▶ _DOCUMENT EXTRACT_

Ohiofarmgirl's Adventures in The Good Land is largely a fish out of water tale about how I eventually found my footing on a small farm in an Amish town. We are a mostly organic, somewhat self sufficient, sustainable farm in Ohio. There's action and adventure and I'll always tell you the truth about farming.

Tuesday, June 30, 2015

Everyone - go hug your meats!

My friend, C, over at Krazo Acres (who is hilarious, btw) was kind enough to post this news story on 'the facebook' the other day.... and she graciously allowed me a "told you so."  Yep. "Who could have possibly have guessed," "what did you think was going to happen", and "good luck, suckers."

Go hug your meats. 

You can read more about this latest scandal here... and here. Think about the players here - McD's, Yum Brands, and Starbucks. Do you really think these big companies didn't do their due diligence? No one set any standards or had any requirements in these enormous contracts? And the meat companies still couldn't get it right?

Good thing that we have a trade deal that allows chicken to be processed in China.... without any country of origin (or processing) labeling.

I'm sure everything will be fine.

In the meantime, we butchered some more chickens on Sunday and will probably get a few more done today. No one is happier for those creepy meats than I am.

I've had a few discussions with non-farm folks lately about butchering our own meats. These conversations always go about the same way and include arm flapping, squealing in horror, and shocked looks. Sometimes there is crying - not by me.

I recently was up to our Good Vets office when one of the techs came out and tried to pawn off some of her extra roosters on me. She even tried to bribe me with a bottle of wine. Sure - I'll always take some booze.

"But you know," I said, "We always say 'when you start to crow, you got to go' so those roos are going directly into the pot."  I thought she would appreciate my honestly.

Tears filled her eyes. "But... but...they are just banty roosters and they are so cute."

"Ah...so they are useless and small, well... they will make for some smaller meals but that is OK..." I said thinking about how they would best be cooked.

Then I realized a grown woman was about to start crying right in front of me. I hugged her. It didn't work. She might have muttered "you monster" under her breath. I shrugged because I knew she was about to go back to eating her lunch that she got from a fast food place. Where did she think that chicken sandwich came from? After a while the irony kind of grinds on you so I just didn't say anything else.

We also had an incident where a friend of someone we know got a mixed bag of chicks...and a couple ended up being meat chickens. They didn't know what to do with them and asked if we wanted them? Sure. So we ran right over. There was, for me, entirely too much arm flapping and bewailing the fate of those creepy meats. And hugging. There was too much hugging. We just nodded and put the meats in the cage in the back of our car and drove away fast. It was weird.

▶ _WHAT TO DO_
1 – Answer these questions about the farm blog post:
(a) On what day did the farm butcher more chickens?
(b) What did the vet tech offer as a bribe when trying to give away her extra roosters?
(c) Where were the meat chickens from the mixed bag of chicks placed?
2 – Reproduce the part of the farm blog post that starts at the words "Everyone - go" and ends after "(or processing) labeling.".

▶ _LISTED RECORDS_

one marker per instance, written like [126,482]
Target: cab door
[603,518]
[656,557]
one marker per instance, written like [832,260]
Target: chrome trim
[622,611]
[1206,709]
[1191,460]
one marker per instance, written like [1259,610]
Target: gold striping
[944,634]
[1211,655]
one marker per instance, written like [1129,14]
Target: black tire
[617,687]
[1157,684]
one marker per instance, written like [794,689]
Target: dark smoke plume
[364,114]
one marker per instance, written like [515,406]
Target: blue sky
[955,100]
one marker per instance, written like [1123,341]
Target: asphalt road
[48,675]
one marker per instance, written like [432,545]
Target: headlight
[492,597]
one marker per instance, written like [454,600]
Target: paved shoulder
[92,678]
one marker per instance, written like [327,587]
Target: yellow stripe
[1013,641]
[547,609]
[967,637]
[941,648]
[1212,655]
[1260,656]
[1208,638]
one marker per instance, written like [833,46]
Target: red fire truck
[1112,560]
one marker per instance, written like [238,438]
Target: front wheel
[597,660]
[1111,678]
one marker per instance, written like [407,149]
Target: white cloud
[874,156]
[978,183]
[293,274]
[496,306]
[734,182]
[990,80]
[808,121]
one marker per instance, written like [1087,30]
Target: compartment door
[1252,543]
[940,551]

...

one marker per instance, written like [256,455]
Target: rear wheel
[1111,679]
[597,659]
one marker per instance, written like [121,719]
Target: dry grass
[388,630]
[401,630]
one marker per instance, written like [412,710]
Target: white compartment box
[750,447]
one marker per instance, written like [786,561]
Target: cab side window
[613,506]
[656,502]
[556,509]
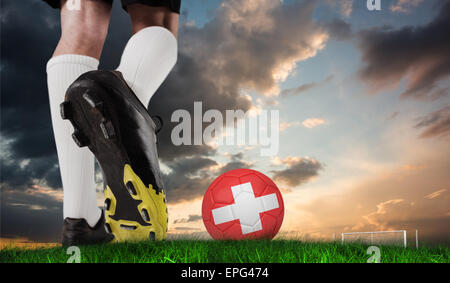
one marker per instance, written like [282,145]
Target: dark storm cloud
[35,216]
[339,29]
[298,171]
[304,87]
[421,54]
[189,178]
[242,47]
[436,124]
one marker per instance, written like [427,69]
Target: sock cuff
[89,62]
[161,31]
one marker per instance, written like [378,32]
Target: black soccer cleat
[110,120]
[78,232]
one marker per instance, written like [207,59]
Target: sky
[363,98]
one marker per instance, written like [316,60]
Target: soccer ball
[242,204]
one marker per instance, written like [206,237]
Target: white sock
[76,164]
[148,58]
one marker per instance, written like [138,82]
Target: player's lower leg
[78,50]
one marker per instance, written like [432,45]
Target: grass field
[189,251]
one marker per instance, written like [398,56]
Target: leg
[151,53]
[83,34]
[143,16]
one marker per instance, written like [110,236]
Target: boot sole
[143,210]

...

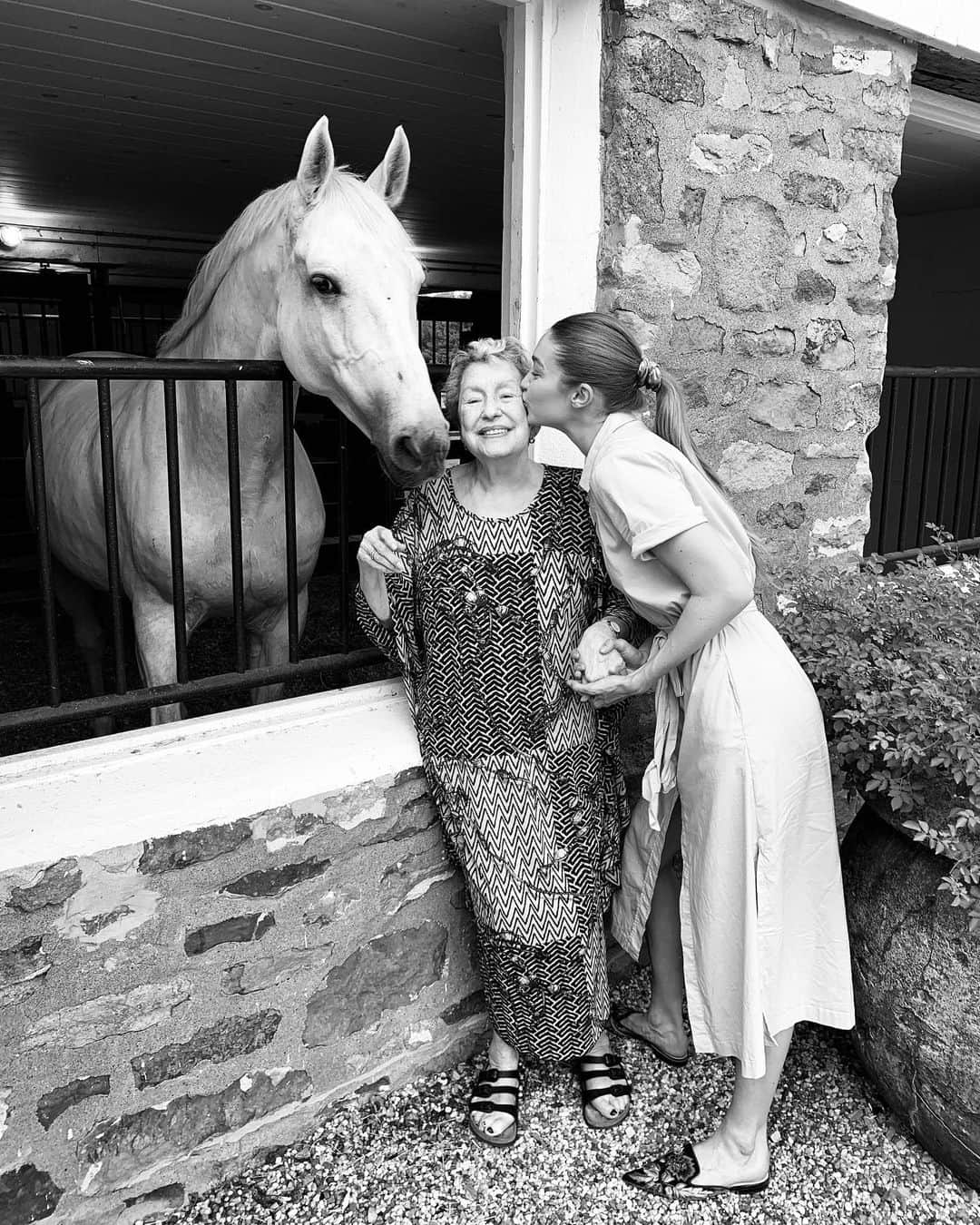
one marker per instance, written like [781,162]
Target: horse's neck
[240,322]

▶ _LIST OF SOLUTIONS_
1 –
(a) Sunday
(b) A bottle of wine
(c) In the cage in the back of the car

2 –
Everyone - go hug your meats!

My friend, C, over at Krazo Acres (who is hilarious, btw) was kind enough to post this news story on 'the facebook' the other day.... and she graciously allowed me a "told you so."  Yep. "Who could have possibly have guessed," "what did you think was going to happen", and "good luck, suckers."

Go hug your meats. 

You can read more about this latest scandal here... and here. Think about the players here - McD's, Yum Brands, and Starbucks. Do you really think these big companies didn't do their due diligence? No one set any standards or had any requirements in these enormous contracts? And the meat companies still couldn't get it right?

Good thing that we have a trade deal that allows chicken to be processed in China.... without any country of origin (or processing) labeling.